# Cost of replacement chainrings



## Clevor (Sep 8, 2005)

How much do replacement Campy chainrings cost (I'm thinking 53 and 39)?

Also if I change out the middle ring of a 53/42/30 crank to a 39 ring, do I need to change the big ring too? It doesn't seem to me the tooth profiles of Campy rings are quite as radical as Shimano, but I heard with compacts, the 50 ring has different ramps depending on whether you use a 34 and 36 small ring.


----------



## triple b (Jan 11, 2006)

*chain rings*

just swapped them out
53- 110.00
39-69.00


not cheap


----------



## Clevor (Sep 8, 2005)

triple b said:


> just swapped them out
> 53- 110.00
> 39-69.00
> 
> ...


That's for sure!  

Thanks for the info.


----------



## flakey (Feb 8, 2003)

110 and 69!? Yikes, You can buy complete Record cranksets for less than that on Ebay or from Nashbar.

http://www.nashbar.com/profile.cfm?...storeid=&pagename=Shop by Subcat: Road Cranks

http://www.nashbar.com/profile.cfm?...storeid=&pagename=Shop by Subcat: Road Cranks

http://cgi.ebay.com/CAMPAGNOLO-RECO...ryZ56193QQssPageNameZWDVWQQrdZ1QQcmdZViewItem


----------



## Clevor (Sep 8, 2005)

Is there any difference between Chorus and Record chainrings?


----------



## C-40 (Feb 4, 2004)

*no such ring...*



Clevor said:


> Is there any difference between Chorus and Record chainrings?


Campy doesn't make a 39T ring for a triple crank, at any price level. Double crank chainrings have no ramps or pins on the left side to aid the shift from the little ring to the middle.

I've used Campy triple drivetrains for the last five seasons, but I've never owned a Campy triple crank due to the poor chainring offerings. I use FSA, since they offer a 53/39/30 setup as a standard. I then switch the little ring to a 28.

A TA Vento chainring might do the trick.

http://www.peterwhitecycles.com/chainrings.asp

Stronglight may also have what you need.


----------



## Clevor (Sep 8, 2005)

C-40 said:


> Campy doesn't make a 39T ring for a triple crank, at any price level. Double crank chainrings have no ramps or pins on the left side to aid the shift from the little ring to the middle.


You're right; I just checked with Campy. Now I understand why you said you keep away from Campy triple cranks. I figured it was just due to the cost of getting another middle ring. I didn't realize the problem was not the shift from middle to large, but from small to middle.

I gonna try get a TA Vento ring . . .

It's a good thing I forgot to bid for that set of 53/39 Campy rings on Ebay yesterday!


----------



## BlueMasi1 (Oct 9, 2002)

*Second TA Rings*

Both my bikes have TA rings on them and they shift great. You can also get them in other colors and my reason for buying is a wide range of teeth. I got rid of my 53 a long time ago (riding 50's now).

Another source is: http://www.xxcycle.com/index.php

I bought my rings from them without a single problem.


----------

__Actions to take__
**A.** In the chainring thread, which brand of crank does C-40 use instead of a Campy triple crank?
**B.** Reproduce the passage of the chainring thread between "I've used Campy" and "what you need.", inclusive.

__Given information__
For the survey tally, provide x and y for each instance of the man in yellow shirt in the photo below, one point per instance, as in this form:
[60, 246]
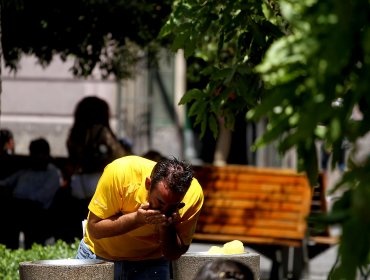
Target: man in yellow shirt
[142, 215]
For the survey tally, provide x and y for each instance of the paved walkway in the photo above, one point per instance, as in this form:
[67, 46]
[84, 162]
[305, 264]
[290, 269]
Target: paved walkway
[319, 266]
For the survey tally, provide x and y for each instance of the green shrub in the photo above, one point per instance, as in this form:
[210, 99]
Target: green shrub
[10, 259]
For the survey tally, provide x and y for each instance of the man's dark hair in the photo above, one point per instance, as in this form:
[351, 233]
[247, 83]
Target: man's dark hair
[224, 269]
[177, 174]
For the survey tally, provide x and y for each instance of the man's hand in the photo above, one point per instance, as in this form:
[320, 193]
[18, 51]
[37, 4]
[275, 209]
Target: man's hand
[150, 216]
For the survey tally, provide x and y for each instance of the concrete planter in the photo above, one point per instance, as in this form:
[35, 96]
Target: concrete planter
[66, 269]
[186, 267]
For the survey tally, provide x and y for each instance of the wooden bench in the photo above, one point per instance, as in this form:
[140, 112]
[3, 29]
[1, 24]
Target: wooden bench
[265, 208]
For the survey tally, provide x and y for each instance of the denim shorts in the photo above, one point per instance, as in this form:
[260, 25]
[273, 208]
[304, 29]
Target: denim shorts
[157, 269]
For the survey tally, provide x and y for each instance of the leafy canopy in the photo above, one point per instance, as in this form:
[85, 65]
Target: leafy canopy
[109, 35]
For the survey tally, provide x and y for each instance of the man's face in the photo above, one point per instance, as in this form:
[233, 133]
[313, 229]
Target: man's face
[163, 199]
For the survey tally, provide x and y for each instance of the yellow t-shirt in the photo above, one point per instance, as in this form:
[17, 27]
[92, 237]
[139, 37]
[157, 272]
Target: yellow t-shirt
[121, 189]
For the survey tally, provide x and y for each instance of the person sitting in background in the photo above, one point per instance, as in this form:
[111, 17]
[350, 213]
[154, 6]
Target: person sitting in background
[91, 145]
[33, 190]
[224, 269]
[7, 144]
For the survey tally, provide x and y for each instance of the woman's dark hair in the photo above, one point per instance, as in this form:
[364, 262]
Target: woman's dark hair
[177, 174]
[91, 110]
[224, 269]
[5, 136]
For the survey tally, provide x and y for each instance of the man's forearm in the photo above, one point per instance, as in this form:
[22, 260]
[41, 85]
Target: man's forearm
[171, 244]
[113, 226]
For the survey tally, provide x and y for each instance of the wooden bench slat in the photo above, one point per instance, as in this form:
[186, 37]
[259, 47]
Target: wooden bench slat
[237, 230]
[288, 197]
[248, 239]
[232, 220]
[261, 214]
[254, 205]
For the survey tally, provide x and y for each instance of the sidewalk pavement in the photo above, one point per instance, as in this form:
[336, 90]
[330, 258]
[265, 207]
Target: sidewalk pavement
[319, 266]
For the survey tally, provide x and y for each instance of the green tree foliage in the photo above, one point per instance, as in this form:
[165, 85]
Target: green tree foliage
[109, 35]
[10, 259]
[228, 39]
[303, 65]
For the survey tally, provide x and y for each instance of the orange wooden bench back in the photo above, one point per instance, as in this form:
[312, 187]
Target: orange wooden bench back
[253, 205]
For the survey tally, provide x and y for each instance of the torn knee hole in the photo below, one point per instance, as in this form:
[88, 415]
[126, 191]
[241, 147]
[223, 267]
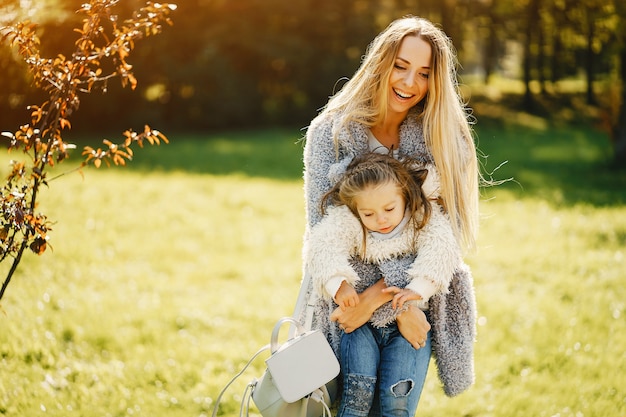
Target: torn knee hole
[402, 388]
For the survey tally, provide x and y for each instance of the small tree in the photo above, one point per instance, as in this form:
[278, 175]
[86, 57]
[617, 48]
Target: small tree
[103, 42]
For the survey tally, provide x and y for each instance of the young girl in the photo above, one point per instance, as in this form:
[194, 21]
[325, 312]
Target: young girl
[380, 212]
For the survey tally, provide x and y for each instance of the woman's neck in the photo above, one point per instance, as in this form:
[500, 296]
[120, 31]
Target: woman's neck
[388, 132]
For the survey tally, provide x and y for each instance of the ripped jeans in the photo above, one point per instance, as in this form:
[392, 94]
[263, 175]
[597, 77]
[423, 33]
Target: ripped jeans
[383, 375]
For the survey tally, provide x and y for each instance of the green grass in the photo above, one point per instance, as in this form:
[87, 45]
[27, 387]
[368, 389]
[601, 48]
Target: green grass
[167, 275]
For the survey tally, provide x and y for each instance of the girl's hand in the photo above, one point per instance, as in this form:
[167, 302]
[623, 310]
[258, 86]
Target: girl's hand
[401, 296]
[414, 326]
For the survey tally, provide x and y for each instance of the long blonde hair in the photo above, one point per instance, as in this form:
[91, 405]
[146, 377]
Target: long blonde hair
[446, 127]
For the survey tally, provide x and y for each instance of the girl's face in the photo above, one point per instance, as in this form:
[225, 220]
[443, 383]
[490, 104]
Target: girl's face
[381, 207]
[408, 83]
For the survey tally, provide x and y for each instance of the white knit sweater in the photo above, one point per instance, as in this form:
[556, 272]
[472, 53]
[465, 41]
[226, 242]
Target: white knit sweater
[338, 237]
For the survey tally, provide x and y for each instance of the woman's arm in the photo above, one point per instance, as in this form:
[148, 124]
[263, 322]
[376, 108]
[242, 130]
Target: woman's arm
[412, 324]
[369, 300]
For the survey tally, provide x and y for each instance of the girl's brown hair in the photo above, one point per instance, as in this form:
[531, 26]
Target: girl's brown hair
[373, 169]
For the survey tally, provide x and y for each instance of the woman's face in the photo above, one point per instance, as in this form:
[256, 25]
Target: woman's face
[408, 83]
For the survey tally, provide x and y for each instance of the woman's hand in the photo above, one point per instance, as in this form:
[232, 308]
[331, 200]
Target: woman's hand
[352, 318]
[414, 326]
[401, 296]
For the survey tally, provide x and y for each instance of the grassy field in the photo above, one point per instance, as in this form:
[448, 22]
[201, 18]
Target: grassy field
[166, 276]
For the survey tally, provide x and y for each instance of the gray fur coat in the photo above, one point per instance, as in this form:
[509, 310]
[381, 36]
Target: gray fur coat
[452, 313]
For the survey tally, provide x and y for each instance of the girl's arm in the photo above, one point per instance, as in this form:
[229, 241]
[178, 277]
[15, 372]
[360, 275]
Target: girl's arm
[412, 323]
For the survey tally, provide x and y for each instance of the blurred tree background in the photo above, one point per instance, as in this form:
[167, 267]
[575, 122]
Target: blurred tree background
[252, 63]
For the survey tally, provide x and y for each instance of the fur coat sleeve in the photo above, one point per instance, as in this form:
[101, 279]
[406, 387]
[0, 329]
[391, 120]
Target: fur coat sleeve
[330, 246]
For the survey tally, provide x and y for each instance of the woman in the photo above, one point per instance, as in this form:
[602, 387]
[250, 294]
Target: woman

__Answers to the problems__
**A.** FSA

**B.**
I've used Campy triple drivetrains for the last five seasons, but I've never owned a Campy triple crank due to the poor chainring offerings. I use FSA, since they offer a 53/39/30 setup as a standard. I then switch the little ring to a 28.

A TA Vento chainring might do the trick.

http://www.peterwhitecycles.com/chainrings.asp

Stronglight may also have what you need.